Des applications au théâtre

Simon Boudreault, Je suis un produit, 2021, couverture

Grimod de La Reynière, dans la 23e livraison du Censeur dramatique, le 9 avril 1798, disait des applications qu’elles «font allusion à quelques événements politiques, ou à quelques personnages célèbres, auxquels le public applique certains passages de telle ou telle pièce qui paroissent lui convenir».

Pour le dire autrement : au théâtre, les spectateurs mettent au goût du jour (ils appliquent) ce qu’ils entendent; n’importe quelle pièce peut sortir de son époque pour entrer dans celle de son public. Pendant la Révolution française, par exemple, on pouvait faire une lecture «révolutionnaire» de pièces de Marivaux écrites… soixante ans plus tôt.

Le spectacle Je suis un produit, de Simon Boudreault, est actuellement monté à La Licorne, à Montréal, par Simoniaques théâtre. La base de l’intrigue est simple : une Marocaine (fictive) choisit de porter le voile pour obtenir un emploi.

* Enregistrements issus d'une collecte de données
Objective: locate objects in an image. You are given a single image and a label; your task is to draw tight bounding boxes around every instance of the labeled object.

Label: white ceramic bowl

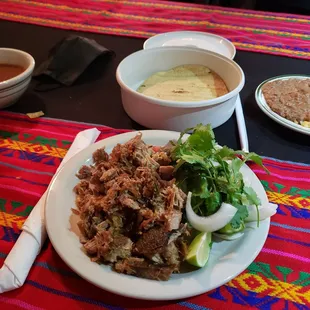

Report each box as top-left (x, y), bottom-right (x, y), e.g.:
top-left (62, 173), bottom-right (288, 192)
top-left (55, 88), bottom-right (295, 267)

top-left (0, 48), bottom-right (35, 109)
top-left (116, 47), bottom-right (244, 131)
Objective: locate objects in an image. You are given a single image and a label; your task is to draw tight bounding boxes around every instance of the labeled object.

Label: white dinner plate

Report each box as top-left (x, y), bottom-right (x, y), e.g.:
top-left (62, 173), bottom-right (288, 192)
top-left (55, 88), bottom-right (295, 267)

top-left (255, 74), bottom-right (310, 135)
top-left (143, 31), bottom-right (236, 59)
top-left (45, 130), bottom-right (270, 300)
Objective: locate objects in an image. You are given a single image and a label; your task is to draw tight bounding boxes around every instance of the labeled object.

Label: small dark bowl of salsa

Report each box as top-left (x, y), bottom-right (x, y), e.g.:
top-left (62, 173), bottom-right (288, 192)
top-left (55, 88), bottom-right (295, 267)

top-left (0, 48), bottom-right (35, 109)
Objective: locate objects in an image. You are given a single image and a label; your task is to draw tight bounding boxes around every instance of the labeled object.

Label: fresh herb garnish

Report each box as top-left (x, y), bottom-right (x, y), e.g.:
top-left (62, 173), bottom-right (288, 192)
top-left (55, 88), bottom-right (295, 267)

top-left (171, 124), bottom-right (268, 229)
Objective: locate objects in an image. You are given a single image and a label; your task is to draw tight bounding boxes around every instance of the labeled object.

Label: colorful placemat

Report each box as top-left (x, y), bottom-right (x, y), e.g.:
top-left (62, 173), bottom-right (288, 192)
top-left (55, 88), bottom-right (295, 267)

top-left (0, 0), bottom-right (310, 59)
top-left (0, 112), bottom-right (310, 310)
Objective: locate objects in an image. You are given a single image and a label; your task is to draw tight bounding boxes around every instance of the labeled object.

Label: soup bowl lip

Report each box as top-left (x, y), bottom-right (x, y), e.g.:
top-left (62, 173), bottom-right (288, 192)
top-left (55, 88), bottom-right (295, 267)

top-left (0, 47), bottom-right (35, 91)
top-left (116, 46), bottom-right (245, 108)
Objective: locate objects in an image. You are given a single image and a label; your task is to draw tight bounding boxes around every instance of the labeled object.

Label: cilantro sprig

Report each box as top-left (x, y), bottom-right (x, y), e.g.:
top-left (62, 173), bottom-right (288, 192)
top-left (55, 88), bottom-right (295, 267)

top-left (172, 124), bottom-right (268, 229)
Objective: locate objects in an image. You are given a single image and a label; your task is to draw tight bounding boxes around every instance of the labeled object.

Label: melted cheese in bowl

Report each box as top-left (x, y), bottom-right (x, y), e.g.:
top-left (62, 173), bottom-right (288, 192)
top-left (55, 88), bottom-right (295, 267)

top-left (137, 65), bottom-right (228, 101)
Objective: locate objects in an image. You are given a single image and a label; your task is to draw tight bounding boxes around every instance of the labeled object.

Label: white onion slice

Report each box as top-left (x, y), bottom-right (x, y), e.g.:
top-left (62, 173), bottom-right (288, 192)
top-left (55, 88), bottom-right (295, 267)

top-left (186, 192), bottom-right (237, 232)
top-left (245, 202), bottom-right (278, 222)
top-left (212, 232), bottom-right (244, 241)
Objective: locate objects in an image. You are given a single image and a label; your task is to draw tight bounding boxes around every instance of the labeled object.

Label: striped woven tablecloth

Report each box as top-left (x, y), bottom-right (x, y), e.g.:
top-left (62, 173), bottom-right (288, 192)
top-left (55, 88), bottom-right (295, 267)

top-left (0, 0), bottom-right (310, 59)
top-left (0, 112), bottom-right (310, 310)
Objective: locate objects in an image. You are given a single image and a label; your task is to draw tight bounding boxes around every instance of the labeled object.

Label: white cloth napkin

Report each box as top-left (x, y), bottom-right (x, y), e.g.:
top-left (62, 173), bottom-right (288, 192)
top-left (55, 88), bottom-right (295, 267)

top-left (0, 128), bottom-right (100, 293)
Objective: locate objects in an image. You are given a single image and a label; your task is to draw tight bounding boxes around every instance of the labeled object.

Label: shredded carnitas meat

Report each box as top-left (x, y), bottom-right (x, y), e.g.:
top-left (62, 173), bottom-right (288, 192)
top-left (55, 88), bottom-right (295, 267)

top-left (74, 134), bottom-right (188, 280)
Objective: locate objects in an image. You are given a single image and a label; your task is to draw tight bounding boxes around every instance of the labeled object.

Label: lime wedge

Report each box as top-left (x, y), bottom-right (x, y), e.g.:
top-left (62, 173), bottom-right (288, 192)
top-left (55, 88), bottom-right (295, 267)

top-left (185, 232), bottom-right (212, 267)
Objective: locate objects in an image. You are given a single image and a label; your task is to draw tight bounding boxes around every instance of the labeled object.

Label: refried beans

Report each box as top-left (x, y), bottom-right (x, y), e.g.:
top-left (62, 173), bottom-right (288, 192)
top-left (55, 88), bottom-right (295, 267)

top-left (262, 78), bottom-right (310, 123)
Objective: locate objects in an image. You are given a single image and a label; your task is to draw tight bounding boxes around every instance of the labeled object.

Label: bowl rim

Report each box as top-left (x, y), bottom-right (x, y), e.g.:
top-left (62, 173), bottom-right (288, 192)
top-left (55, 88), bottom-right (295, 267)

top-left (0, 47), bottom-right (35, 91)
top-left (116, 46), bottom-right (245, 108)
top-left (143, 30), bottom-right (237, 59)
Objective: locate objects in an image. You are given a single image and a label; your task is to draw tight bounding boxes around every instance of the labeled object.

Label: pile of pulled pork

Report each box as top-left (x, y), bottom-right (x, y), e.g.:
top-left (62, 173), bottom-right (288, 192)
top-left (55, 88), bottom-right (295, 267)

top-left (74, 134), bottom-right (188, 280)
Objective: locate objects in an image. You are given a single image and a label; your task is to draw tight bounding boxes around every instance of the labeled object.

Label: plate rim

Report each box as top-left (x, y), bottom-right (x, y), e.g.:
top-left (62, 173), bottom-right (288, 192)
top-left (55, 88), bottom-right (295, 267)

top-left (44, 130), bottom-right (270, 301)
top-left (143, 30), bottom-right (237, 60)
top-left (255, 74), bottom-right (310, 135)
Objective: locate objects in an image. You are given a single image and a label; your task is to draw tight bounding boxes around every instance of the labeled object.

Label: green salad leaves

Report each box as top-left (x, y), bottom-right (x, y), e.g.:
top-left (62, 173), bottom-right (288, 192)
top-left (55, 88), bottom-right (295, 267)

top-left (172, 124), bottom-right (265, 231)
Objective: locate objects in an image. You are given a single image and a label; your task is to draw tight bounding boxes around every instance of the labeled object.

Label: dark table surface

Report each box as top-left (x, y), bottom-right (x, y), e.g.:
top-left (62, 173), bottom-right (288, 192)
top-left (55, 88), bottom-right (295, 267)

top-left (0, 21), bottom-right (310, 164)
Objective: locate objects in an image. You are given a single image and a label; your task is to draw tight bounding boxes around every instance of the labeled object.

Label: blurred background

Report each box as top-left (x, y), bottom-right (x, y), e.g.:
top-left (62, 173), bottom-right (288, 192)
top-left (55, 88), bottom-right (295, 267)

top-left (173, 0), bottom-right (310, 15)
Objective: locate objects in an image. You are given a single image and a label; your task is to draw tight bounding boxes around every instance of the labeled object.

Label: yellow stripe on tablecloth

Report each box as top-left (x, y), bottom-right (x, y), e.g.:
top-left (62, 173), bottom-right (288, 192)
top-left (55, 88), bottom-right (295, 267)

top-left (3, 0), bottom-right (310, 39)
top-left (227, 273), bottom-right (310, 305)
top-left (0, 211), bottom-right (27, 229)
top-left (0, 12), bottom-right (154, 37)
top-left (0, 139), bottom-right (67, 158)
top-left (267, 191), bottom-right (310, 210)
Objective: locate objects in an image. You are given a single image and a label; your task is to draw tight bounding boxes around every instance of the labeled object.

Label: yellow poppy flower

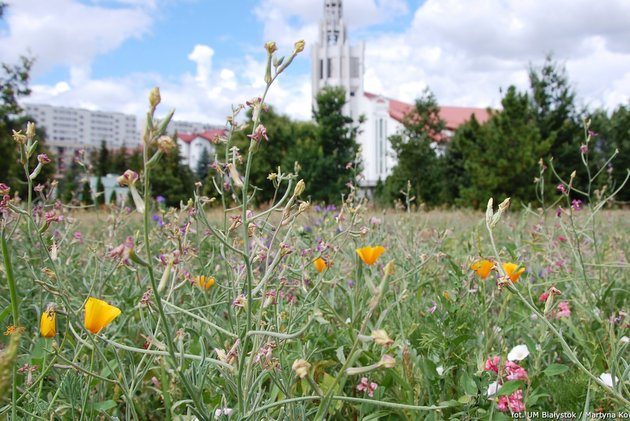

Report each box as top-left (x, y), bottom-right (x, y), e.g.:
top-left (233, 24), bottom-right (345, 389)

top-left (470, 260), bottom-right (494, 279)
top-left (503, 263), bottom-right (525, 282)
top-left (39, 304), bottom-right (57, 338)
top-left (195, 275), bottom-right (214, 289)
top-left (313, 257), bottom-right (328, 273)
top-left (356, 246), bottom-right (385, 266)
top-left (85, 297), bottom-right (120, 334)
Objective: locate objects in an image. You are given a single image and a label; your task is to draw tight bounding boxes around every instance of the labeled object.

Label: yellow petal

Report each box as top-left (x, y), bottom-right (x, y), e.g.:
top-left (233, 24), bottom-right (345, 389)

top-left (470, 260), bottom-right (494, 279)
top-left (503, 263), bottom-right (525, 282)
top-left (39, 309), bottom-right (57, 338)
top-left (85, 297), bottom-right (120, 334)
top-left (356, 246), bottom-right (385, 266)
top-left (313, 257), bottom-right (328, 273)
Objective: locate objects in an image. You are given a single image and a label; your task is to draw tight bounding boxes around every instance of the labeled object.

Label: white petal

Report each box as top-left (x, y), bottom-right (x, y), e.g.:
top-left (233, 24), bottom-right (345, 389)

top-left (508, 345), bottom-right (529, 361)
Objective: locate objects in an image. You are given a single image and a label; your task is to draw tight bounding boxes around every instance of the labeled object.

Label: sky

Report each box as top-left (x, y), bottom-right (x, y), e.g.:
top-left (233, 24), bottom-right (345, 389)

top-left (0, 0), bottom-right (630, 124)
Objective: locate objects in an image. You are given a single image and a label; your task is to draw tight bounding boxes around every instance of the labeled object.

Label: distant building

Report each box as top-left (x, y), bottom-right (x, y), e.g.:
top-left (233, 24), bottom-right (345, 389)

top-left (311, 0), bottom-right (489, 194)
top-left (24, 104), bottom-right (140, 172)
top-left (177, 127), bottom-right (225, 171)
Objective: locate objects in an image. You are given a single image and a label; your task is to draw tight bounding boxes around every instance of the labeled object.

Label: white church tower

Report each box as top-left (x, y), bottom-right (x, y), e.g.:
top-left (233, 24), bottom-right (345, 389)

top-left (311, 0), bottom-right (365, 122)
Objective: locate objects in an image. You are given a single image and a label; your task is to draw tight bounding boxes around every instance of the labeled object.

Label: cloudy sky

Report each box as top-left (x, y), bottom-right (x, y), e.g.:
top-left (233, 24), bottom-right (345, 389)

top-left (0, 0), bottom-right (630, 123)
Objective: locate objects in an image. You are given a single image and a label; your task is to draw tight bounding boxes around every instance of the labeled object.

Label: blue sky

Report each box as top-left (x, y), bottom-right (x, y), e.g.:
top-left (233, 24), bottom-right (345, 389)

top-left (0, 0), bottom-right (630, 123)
==
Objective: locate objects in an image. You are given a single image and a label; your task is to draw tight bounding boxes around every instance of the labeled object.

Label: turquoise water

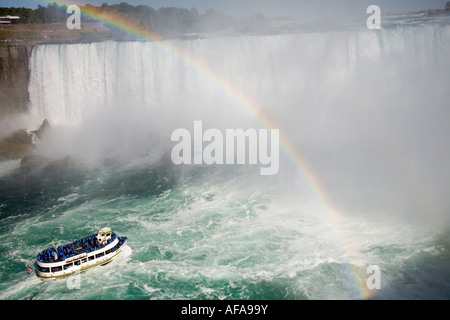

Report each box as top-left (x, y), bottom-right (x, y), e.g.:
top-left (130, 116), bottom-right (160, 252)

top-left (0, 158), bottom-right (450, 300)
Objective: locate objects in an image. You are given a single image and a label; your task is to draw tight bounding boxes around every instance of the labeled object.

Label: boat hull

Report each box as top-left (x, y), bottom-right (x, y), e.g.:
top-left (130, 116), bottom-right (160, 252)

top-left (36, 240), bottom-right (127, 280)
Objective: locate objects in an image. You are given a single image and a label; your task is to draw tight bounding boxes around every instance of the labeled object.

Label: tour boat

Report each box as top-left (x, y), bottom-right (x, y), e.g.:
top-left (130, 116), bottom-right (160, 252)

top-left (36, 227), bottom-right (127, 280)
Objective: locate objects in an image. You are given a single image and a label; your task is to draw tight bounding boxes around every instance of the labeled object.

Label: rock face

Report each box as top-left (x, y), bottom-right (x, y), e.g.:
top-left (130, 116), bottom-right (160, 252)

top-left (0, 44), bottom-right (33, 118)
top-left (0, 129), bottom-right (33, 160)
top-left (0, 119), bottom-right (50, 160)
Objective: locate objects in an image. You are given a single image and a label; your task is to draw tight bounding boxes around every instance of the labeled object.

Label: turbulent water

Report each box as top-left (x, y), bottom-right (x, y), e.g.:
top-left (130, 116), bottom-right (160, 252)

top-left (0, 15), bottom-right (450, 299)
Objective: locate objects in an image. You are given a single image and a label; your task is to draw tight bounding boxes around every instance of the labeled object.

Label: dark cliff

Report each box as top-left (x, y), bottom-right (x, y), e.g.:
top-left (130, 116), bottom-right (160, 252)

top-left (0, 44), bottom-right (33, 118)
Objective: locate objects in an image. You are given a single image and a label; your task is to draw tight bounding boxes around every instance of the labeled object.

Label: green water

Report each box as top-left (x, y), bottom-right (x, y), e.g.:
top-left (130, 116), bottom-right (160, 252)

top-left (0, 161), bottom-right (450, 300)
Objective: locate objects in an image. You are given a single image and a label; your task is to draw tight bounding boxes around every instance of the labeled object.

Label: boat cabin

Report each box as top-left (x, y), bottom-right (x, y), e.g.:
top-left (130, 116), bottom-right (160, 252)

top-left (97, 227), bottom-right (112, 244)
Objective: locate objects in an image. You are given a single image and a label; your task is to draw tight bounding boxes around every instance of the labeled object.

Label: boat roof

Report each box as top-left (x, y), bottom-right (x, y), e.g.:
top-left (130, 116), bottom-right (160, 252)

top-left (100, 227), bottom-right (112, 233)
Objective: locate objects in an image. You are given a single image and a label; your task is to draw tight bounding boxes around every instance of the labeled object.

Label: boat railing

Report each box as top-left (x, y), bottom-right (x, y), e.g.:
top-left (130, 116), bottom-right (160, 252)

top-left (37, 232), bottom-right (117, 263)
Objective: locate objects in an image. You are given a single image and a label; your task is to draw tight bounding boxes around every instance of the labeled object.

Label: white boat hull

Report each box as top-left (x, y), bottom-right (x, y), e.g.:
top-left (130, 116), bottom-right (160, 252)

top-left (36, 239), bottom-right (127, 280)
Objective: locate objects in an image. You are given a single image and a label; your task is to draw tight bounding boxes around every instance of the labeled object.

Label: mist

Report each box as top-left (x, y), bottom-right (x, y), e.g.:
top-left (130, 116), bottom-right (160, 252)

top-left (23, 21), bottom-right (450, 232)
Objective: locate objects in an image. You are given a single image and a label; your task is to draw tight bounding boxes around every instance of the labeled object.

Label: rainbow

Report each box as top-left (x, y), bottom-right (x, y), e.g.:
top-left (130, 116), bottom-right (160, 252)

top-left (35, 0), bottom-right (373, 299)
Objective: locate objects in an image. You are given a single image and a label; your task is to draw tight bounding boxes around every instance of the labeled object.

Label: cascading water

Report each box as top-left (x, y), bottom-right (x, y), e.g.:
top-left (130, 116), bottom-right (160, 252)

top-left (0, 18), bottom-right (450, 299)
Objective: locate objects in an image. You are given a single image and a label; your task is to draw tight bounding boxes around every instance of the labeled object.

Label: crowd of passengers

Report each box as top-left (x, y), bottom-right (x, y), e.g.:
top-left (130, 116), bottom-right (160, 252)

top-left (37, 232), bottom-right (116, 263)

* CONSIGNES DE L'EXERCICE
1. Selon le texte sur les applications au théâtre, pourquoi des pièces de Marivaux pouvaient-elles faire l'objet d'une lecture « révolutionnaire » pendant la Révolution française ? Répondez en une à trois phrases.
2. D'après le texte sur les applications au théâtre, quelle compagnie monte le spectacle Je suis un produit à La Licorne ?

* RÉPONSES AUX CONSIGNES
1. Au théâtre, les spectateurs appliquent à leur propre époque ce qu'ils entendent, de sorte que n'importe quelle pièce peut sortir de son temps pour entrer dans celui de son public. C'est ce qui permettait une lecture « révolutionnaire » de pièces de Marivaux écrites soixante ans plus tôt.

2. Simoniaques théâtre.